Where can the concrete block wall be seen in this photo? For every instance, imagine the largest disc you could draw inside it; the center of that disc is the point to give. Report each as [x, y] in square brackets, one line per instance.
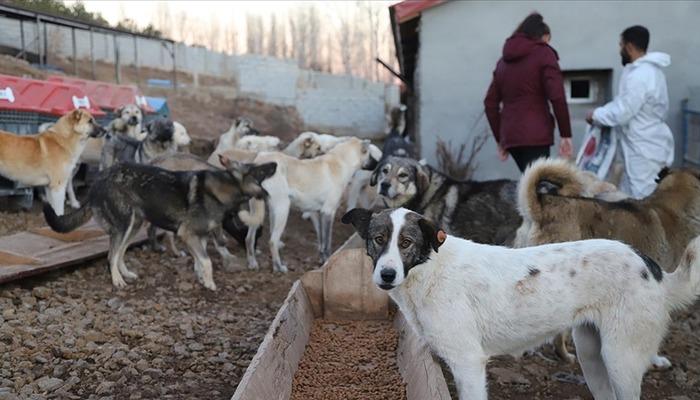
[338, 104]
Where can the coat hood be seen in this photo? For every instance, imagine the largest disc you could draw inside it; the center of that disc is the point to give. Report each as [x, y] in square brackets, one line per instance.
[519, 46]
[656, 58]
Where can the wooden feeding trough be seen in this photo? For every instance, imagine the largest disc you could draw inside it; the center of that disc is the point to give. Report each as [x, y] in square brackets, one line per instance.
[40, 250]
[342, 290]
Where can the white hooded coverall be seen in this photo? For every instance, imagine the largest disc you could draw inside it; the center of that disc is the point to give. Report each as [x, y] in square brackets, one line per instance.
[638, 113]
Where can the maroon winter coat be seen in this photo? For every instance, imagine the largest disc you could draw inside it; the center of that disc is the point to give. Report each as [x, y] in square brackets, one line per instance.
[526, 77]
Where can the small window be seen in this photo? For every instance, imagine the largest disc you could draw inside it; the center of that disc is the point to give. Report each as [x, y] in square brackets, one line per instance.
[581, 90]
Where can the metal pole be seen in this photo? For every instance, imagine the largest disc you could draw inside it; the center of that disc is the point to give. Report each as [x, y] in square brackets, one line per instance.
[116, 60]
[21, 34]
[75, 52]
[174, 68]
[38, 39]
[136, 60]
[46, 44]
[92, 55]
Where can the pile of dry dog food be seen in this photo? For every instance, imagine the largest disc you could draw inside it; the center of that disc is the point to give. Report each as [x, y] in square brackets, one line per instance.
[350, 360]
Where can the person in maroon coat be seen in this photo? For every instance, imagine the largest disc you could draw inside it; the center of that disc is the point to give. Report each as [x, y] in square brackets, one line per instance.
[526, 80]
* * * *
What is expected: The output should consist of every entry above, printed exactly, with the images removed.

Written answer:
Where can the concrete block wall be seen in this photo? For every instance, imagine the largest disc you could draw inside it; the center of that disc is the point to give. Report each as [x, y] in square brackets, one line per instance.
[338, 104]
Where can the coat hood be seen in this photo? For every instance, imagine the largest disc you could draw inside it; the center of that disc is the point to give. Report each as [x, y] in square brackets, one line per instance.
[519, 46]
[656, 58]
Where can the wooden feeding trough be seen in this photo? For every instance, imagine the largest disc you could draw inside it; the center of that disc is the point to give. Report each as [x, y] in square brackets, one line per instance.
[40, 250]
[342, 290]
Where can the white hooded coverall be seen in this photo? For every instance, imagine the largest disc you could draw inside it; the center of that disc is the point to give. Report each as [x, y] in square brackets, one line per instance.
[638, 113]
Where can the maroon winter coat be seen in this photo? For every instance, imagine the largest disc you could draw inside it; the center of that disc is the point to give. Report each as [x, y] in square brackets, one line per instance.
[526, 77]
Where can the small window be seen in this photo? For every instance, imagine the largest disc you could draw inside it; the center of that disc is the point to give. Report each as [x, y] in square brackets, one line per instance.
[581, 90]
Where can the metal pole be seen in this photo? For every instance, imagine the largest disc you could draw inside it; the center of that disc is the point to give. Report each as [x, y] in square brackets, one line per instance.
[116, 60]
[21, 34]
[75, 52]
[174, 68]
[38, 39]
[136, 60]
[46, 44]
[92, 55]
Where can the pile of dry dog food be seen in this photo? For every instance, imagine the largest disc you could draw inside it; the center of that disc is the point to give. Report each as [x, y] in square brackets, one line per instance.
[350, 360]
Where can the person in maroon coat be seen in this photo? For every instance, imagine the largest disc you could draw inside it; the center of that disc is the point to give. Report each as [x, y] in square brackets, one line per instance.
[526, 80]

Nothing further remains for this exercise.